Required actions:
(1) Answer these questions from the passage on German unemployment below:
(a) What unemployment rate did the Federal Employment Agency calculate for 2019?
(b) For how long does federal unemployment insurance compensate for lack of income?
(c) How many employees did the furlough program cover by December 2021?
(2) Decide whether each statement agrees with the passage on German unemployment below. Answer yes or no, and quote the words from the passage that settle it.
(a) By Eurostat data, Germany had the lowest unemployment rate in the European Union in 2019.
(b) The government has spent more than €22 billion on the furlough program.
(c) The number of unemployed rose in 2021.

Unemployment has fallen by more than half since 2005, and, in 2019, reached the lowest average annual value since German reunification. In 2019, around 2.34 million people were registered as unemployed, corresponding to an unemployment rate of 5.2 percent, according to German Federal Employment Agency calculations. Using internationally comparable data from the European Union’s statistical office Eurostat, Germany had an average annual unemployment rate of 3.2 percent in 2019, the second lowest rate in the European Union. For the pandemic year 2020, the Federal Employment Agency reported an average unemployment rate of 5.9 percent and an average 2.7 million unemployed. In 2021, employment recovered despite the persistent pandemic, with the unemployment rate falling to 5.7 percent and the total number of unemployed dropping by 82,000. However, long-term effects on the labor market and the overall economy due to COVID-19 are not yet fully observable. All employees are by law covered by federal unemployment insurance that compensates for lack of income for up to 24 months. A government-funded temporary furlough program (“Kurzarbeit”) allows companies to decrease their workforce and labor costs with layoffs and has helped mitigate a negative labor market impact in the short term. At its peak in April 2020, the program covered more than six million employees. By December 2021 the number had decreased considerably to 790,000 but remained a key government tool to cope with the impact of COVID-19 on the labor market. The government, through the national employment agency, has spent more than €22 billion on this program, which it considers the main tool to keep unemployment low during the COVID-19 economic crisis. The government extended the program for all companies already meeting its conditions in March 2022 until the end of June 2022.

[Point localization data]

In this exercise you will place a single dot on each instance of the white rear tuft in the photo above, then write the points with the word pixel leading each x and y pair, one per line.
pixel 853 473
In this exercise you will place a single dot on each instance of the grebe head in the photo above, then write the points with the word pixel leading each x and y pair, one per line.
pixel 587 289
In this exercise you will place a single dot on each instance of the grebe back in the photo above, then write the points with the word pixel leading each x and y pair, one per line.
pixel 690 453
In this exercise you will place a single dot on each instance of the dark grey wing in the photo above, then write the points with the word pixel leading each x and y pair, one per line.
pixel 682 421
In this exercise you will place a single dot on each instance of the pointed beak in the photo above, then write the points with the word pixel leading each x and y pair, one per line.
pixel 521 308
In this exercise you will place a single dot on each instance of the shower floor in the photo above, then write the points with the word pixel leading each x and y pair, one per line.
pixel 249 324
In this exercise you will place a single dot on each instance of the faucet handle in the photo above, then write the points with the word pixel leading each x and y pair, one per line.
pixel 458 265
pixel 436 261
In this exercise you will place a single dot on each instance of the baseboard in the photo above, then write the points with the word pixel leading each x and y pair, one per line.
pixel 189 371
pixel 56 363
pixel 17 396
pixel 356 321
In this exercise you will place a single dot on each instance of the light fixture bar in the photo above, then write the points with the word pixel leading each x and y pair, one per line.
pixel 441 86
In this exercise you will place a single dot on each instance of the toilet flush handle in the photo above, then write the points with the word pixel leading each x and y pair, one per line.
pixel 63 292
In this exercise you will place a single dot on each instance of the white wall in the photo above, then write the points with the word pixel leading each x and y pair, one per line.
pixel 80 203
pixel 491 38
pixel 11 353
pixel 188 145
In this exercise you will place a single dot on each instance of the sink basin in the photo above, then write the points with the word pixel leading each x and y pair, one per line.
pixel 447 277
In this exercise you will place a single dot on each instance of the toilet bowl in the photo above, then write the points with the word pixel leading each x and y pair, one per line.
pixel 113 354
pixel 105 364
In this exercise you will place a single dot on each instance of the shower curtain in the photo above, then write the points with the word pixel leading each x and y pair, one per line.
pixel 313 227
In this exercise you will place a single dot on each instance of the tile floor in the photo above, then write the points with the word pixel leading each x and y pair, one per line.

Written responses:
(1)
(a) 5.2 percent
(b) Up to 24 months
(c) 790,000

(2)
(a) No: "the second lowest rate in the European Union"
(b) Yes: "has spent more than €22 billion on this program"
(c) No: "the total number of unemployed dropping by 82,000"